> **SOURCE EXCERPT**:
9. Nontransferability. The Option granted by this Option Agreement shall be exercisable only during the term of the Option provided in paragraph 4 hereof and, except as provided in paragraph 8 above, only by the Optionee during his lifetime and while a Director of the Company. Except as otherwise permitted by the Committee, this Option shall not be transferable by the Optionee or any other person claiming through the Optionee, either voluntarily or involuntarily, except by will or the laws of descent and distribution.

 

10. Market Stand-off Agreement. The Optionee, if requested by the Company and an underwriter of Stock (or other securities) of the Company, agrees not to sell or otherwise transfer or dispose of any Stock (or other securities) of the Company held by the Optionee during the period not to exceed 180 days as requested by the managing underwriter following the effective date of a registration statement of the Company filed under the Securities Act. Such agreement shall be in writing in a form satisfactory to the Company and such underwriter. The Company may impose stop transfer instructions with respect to the Stock (or other securities) subject to the foregoing restriction until the end of such project.

 

11. Adjustments in Number of Shares and Option Price. In the event of a stock dividend or in the event the Stock shall be changed into or exchanged for a different number or class of shares of stock of the Company or of another corporation, whether through reorganization, recapitalization, stock split-up, combination of shares, merger or consolidation, there shall be substituted for each such remaining share of Stock then subject to this Option the number and class of shares of stock into which each outstanding share of Stock shall be so exchanged, all without any change in the aggregate purchase price for the shares then subject to the Option, all as set forth in Section 14 of the Plan.

> **STATED PROBLEM**:
Reproduce the option agreement excerpt in full, word for word.

> **GIVEN MATERIAL**:
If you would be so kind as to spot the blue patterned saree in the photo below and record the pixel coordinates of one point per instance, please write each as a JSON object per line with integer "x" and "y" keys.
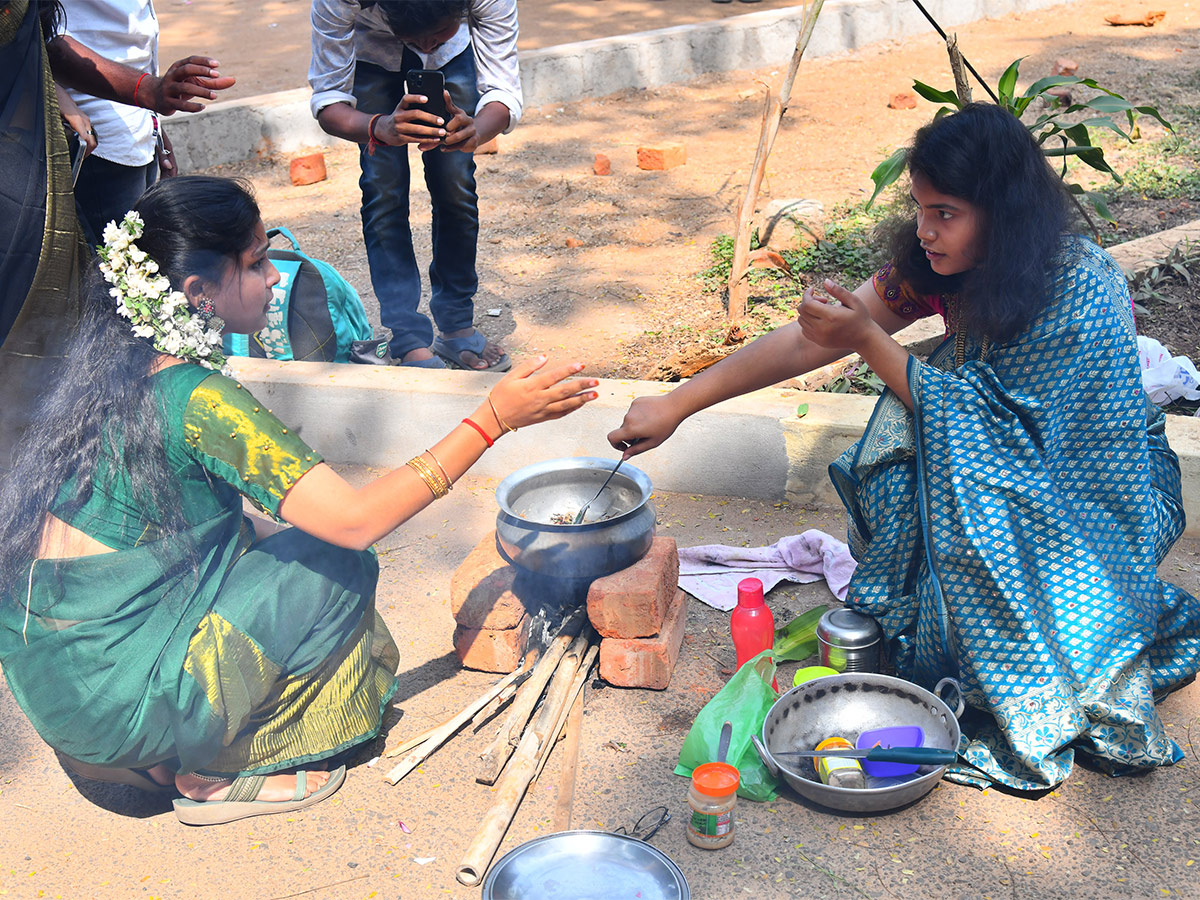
{"x": 1008, "y": 533}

> **EXERCISE RESPONSE**:
9. Nontransferability. The Option granted by this Option Agreement shall be exercisable only during the term of the Option provided in paragraph 4 hereof and, except as provided in paragraph 8 above, only by the Optionee during his lifetime and while a Director of the Company. Except as otherwise permitted by the Committee, this Option shall not be transferable by the Optionee or any other person claiming through the Optionee, either voluntarily or involuntarily, except by will or the laws of descent and distribution.

 

10. Market Stand-off Agreement. The Optionee, if requested by the Company and an underwriter of Stock (or other securities) of the Company, agrees not to sell or otherwise transfer or dispose of any Stock (or other securities) of the Company held by the Optionee during the period not to exceed 180 days as requested by the managing underwriter following the effective date of a registration statement of the Company filed under the Securities Act. Such agreement shall be in writing in a form satisfactory to the Company and such underwriter. The Company may impose stop transfer instructions with respect to the Stock (or other securities) subject to the foregoing restriction until the end of such project.

 

11. Adjustments in Number of Shares and Option Price. In the event of a stock dividend or in the event the Stock shall be changed into or exchanged for a different number or class of shares of stock of the Company or of another corporation, whether through reorganization, recapitalization, stock split-up, combination of shares, merger or consolidation, there shall be substituted for each such remaining share of Stock then subject to this Option the number and class of shares of stock into which each outstanding share of Stock shall be so exchanged, all without any change in the aggregate purchase price for the shares then subject to the Option, all as set forth in Section 14 of the Plan.